Figure 7 shows two simplified block diagrams of the training and testing processes, respectively.

4.3. Stop Detection

The stop information (indicating with 1 when to stop) is incorporated into every frame, as an additional column: 0 when a sign is taking place, and 1 to represent the end of a sign (Figure 8).

4.4. Padding Strategies

In this work, we implemented and evaluated several padding strategies for making the sign language sequences have the same length.
In the first strategy, zero padding, all the signs of the landmark-based sequences are padded with zeros at the end until they reach a fixed maximum length (80 frames in our case). This approach extends the shorter sequences to match the length of the longest sequence in the dataset. The second strategy, sign padding, consists of repeating the sign until the sequence reaches a fixed maximum length. Finally, the third strategy, hybrid padding, combines both ideas, padding with zeros and repetition of the sign: an intercalation of several zero frames is included before repeating the sign. In this work, three zero frames have been included between sign sequences.
These padding strategies only affect the landmarks. The stop information is fixed to 0 for the first occurrence of the sign and 1 for the rest of the frames until the maximum length is reached.

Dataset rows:
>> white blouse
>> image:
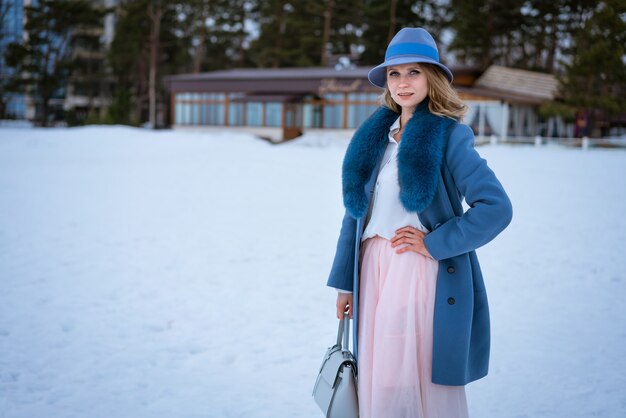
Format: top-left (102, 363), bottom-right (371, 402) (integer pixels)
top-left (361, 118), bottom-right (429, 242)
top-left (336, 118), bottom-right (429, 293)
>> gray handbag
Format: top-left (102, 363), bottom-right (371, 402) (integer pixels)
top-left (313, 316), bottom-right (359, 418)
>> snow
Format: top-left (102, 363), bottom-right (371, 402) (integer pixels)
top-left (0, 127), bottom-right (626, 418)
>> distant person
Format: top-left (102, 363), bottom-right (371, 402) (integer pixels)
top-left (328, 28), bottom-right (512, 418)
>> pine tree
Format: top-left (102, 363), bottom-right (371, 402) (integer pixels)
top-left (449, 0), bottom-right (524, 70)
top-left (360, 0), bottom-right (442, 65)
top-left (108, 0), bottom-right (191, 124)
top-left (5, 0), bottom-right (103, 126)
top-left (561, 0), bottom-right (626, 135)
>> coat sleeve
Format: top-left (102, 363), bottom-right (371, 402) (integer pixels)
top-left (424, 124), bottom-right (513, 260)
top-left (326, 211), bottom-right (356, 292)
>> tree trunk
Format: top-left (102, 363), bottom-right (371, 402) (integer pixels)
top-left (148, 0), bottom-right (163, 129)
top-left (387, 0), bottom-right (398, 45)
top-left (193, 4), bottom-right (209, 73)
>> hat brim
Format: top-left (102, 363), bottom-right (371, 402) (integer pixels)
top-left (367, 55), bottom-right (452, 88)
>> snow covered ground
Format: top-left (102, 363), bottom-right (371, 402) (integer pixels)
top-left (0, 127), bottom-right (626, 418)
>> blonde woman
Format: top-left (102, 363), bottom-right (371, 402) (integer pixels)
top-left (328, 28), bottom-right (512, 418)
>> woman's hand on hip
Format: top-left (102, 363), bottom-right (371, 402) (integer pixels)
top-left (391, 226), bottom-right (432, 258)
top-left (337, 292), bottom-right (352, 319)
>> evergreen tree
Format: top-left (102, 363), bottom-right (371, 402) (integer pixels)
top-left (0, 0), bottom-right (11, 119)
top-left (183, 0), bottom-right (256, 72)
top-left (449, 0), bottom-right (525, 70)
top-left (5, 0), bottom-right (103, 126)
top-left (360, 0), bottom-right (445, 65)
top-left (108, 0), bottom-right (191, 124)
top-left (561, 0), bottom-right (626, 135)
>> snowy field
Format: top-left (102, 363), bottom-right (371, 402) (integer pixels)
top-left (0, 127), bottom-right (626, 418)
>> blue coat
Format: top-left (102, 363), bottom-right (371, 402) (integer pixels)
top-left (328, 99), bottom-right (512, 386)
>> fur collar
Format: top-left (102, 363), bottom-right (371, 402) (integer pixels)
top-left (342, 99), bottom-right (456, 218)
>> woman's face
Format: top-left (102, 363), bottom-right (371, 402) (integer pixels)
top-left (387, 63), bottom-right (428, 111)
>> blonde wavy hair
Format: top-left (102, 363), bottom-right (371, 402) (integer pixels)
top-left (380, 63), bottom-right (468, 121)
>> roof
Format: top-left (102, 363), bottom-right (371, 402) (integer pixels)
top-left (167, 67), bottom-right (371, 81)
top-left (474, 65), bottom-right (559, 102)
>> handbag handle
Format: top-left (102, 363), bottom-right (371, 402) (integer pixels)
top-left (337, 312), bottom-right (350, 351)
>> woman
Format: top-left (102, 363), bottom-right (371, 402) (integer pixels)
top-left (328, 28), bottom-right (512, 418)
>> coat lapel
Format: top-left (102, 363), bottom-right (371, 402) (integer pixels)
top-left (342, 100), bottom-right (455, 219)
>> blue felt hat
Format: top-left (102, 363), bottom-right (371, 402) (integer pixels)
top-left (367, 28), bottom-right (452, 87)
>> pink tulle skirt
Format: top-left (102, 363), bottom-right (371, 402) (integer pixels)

Description of the task - Please continue the sign language padding text from where it stops.

Final result -
Figure 9 shows an example of the three padding strategies over a hypothetical original sign with four frames and considering F as the maximum length (80 in this work). As observed in the figure, the stop column is equal independently of the padding strategy: it has zeros for the actual frames of the sign (the first time that it appears) and ones for the rest of the frames until the maximum length of the sign is reached.
In the experiment section, the impact of the padding strategy will be evaluated in both transformer outputs: landmark generation and stop detection.

4.5. Frame Interpolation

The proposed approach based on a transformer predicts the landmarks of a frame given in the previous frames, generating the whole sequence in an iterative process. This prediction is more difficult when there are big differences in consecutive frames. One interesting idea to facilitate the learning process of the transformer is to reduce these differences by interpolating intermediate frames. We considered and evaluated a linear interpolation of one, two, or three intermediate frames between two original frames.

4.6. Data Augmentation

Data augmentation is a technique commonly used in machine learning to artificially increase the size and diversity of the training subset by applying different transformations to the existing data. This helps to improve the generalization and robustness of machine learning models. In the context of landmark representations, we applied two data augmentation techniques: shifting and zooming.
For shifting, we added a random number between −0.2 and 0.2 to all the landmark coordinates in a sign, displacing the signing subject.
For zooming, we compressed or expanded the images by 10% from the center of the scene. First, the center was subtracted from the landmark points, and then we multiplied each coordinate of the landmark points by a random number between 0.9 and 1.1. And at the end, we summed the center to the landmarks. This process uniformly compresses or expands the size of the landmark representation from the center of the scene.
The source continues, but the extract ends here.